**** DATA ****
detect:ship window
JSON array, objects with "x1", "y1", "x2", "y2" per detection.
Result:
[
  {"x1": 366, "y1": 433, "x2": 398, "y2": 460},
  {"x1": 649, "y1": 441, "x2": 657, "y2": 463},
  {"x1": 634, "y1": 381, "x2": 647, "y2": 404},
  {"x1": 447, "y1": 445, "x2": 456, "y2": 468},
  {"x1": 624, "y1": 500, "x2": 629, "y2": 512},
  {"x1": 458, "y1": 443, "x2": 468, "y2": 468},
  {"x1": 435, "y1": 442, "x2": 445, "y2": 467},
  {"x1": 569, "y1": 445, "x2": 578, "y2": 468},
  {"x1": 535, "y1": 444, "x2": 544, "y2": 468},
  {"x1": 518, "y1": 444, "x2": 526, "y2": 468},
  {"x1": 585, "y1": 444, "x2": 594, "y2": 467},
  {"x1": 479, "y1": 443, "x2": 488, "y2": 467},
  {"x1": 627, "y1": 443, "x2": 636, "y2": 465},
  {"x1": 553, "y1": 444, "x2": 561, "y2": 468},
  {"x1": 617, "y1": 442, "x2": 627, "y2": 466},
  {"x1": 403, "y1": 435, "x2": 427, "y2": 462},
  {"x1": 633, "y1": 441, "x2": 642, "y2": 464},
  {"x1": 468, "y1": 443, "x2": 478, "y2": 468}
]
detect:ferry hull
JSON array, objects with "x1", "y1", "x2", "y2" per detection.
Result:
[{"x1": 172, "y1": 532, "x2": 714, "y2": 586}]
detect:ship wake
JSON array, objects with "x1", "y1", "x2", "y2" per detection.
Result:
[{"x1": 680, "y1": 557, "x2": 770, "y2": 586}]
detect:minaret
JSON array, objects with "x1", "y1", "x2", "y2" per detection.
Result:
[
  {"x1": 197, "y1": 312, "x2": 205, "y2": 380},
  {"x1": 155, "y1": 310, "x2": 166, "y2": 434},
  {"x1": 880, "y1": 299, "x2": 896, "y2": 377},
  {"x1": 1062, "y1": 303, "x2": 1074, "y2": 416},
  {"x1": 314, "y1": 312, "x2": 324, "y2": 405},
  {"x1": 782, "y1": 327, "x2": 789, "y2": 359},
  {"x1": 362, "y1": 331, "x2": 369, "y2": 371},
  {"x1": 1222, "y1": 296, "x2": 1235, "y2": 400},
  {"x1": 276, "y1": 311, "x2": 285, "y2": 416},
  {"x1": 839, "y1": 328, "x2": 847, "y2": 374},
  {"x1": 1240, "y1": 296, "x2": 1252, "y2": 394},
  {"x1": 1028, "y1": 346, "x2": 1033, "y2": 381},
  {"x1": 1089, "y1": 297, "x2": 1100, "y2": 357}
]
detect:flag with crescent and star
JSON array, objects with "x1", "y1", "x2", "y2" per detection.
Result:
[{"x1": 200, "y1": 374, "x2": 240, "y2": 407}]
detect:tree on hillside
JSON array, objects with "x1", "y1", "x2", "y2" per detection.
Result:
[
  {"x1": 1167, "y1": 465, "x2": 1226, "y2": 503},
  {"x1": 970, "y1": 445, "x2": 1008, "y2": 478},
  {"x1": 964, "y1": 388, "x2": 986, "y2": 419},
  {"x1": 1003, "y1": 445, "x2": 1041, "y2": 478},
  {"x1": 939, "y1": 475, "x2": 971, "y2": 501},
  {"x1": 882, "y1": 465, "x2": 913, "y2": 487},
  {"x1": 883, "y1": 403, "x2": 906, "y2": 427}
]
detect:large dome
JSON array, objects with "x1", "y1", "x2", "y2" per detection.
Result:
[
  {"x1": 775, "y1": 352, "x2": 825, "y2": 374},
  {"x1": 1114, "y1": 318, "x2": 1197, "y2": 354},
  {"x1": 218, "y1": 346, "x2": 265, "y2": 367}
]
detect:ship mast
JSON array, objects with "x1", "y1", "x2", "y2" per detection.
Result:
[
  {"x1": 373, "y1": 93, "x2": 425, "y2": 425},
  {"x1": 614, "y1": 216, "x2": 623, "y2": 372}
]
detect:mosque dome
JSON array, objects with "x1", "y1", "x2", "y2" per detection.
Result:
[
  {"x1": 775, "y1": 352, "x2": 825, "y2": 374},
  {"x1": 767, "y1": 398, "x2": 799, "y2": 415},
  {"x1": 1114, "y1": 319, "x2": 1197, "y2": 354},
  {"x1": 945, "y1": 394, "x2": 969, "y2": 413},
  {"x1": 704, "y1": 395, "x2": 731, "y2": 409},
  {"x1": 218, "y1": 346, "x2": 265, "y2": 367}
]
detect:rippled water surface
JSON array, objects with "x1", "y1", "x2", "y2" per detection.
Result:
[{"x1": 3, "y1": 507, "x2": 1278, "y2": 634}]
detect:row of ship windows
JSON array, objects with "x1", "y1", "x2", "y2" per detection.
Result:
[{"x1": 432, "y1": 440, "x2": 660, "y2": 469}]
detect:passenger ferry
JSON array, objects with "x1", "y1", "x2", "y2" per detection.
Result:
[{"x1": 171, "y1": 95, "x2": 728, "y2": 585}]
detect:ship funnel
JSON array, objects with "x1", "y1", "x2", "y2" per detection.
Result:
****
When a line of the records holds the word "dome", copy that line.

▸ RESPONSE AREA
detect:large dome
detect:mosque dome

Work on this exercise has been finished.